*TASK INSTRUCTIONS*:
Wherever a line in the records below contains "Should", copy that line.
Start of RECORDS FOR THIS TASK
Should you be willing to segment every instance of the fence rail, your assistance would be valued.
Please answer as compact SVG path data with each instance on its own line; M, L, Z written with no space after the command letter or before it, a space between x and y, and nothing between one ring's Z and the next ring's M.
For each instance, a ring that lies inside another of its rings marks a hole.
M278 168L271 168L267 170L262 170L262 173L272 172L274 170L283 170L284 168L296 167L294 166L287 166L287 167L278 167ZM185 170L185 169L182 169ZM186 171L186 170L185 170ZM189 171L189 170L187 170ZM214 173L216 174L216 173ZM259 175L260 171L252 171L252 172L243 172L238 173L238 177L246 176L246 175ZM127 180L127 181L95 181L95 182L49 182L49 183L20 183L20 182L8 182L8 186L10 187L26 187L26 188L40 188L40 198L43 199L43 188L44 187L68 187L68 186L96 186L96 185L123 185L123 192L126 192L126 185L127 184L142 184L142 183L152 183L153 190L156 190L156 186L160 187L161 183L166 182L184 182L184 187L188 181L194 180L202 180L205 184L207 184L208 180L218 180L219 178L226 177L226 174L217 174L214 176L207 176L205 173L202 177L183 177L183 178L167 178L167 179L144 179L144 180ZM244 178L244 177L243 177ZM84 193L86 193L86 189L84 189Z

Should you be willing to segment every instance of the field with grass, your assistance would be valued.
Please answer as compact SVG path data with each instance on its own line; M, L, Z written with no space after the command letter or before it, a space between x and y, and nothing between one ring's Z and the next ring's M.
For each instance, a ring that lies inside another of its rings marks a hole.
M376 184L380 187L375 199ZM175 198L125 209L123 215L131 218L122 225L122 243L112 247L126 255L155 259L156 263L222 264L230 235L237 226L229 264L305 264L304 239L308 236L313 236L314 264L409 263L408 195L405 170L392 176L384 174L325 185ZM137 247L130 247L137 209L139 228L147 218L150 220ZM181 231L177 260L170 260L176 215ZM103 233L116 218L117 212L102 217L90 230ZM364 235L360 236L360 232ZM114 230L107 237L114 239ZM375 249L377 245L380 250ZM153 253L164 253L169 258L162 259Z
End of RECORDS FOR THIS TASK
Start of RECORDS FOR THIS TASK
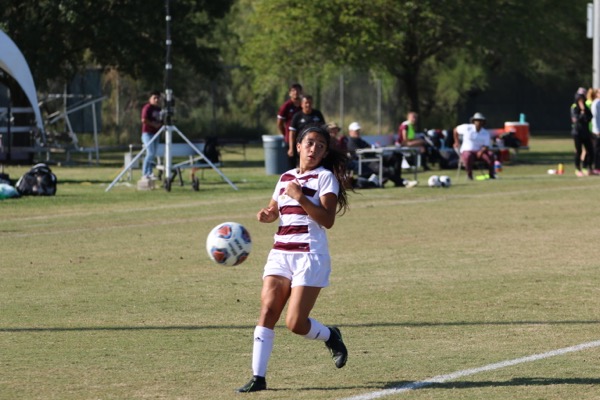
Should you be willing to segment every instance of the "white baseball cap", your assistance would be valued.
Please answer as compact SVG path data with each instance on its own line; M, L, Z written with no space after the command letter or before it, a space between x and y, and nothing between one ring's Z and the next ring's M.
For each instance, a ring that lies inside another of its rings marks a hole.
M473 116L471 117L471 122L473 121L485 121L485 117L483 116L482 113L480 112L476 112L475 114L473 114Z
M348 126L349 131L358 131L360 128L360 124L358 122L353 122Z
End of RECORDS FOR THIS TASK
Start of RECORDS FOR THIS TASK
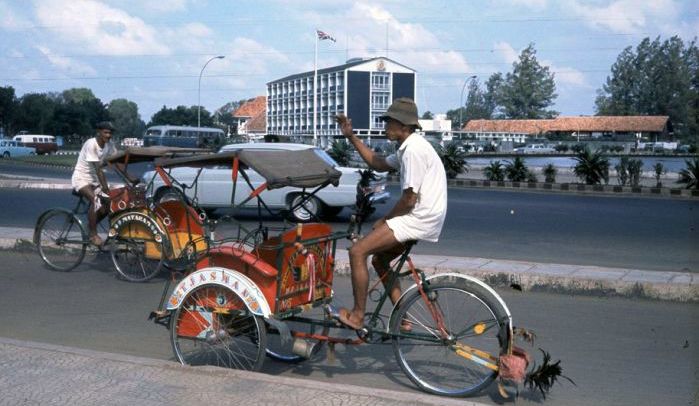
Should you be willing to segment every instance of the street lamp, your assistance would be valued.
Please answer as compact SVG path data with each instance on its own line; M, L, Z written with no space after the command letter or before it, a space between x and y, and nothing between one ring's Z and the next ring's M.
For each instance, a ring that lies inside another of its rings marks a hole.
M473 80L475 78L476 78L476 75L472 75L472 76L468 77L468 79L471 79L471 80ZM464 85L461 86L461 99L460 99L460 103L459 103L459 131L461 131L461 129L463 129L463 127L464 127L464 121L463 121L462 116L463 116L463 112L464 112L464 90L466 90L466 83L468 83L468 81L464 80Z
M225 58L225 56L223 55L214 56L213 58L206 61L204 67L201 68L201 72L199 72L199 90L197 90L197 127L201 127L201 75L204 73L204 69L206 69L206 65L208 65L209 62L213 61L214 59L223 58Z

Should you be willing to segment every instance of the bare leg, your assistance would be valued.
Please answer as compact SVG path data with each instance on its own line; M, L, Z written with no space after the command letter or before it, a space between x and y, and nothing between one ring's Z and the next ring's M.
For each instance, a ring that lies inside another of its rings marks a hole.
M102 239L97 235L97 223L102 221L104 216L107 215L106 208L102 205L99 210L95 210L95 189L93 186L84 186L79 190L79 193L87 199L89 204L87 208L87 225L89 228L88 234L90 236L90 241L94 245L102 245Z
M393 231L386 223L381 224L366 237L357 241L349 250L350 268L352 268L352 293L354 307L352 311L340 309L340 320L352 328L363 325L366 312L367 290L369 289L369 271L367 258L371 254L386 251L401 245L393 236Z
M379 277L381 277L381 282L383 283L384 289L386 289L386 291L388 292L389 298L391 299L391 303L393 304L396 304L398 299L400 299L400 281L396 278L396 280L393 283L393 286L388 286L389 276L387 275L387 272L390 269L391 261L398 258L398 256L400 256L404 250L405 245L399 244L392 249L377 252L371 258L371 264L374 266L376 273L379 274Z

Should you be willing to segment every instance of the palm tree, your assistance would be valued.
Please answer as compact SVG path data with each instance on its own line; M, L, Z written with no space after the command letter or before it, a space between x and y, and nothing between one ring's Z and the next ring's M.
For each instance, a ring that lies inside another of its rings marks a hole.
End of RECORDS FOR THIS TASK
*PROBLEM SOLUTION*:
Should you be willing to segment every instance of the fence rail, your assistance would be valued.
Should you be willing to segment every instance of the field with grass, your assistance would be valued.
Should you be willing to segment every instance of the "white baseball cap", your assistance would be valued.
Should you be willing to segment every instance of the street lamp, your assistance would be valued.
Should you be willing to segment every instance of the bare leg, your assistance would be valued.
Should you be willing to segment every instance of the palm tree, your assistance would be valued.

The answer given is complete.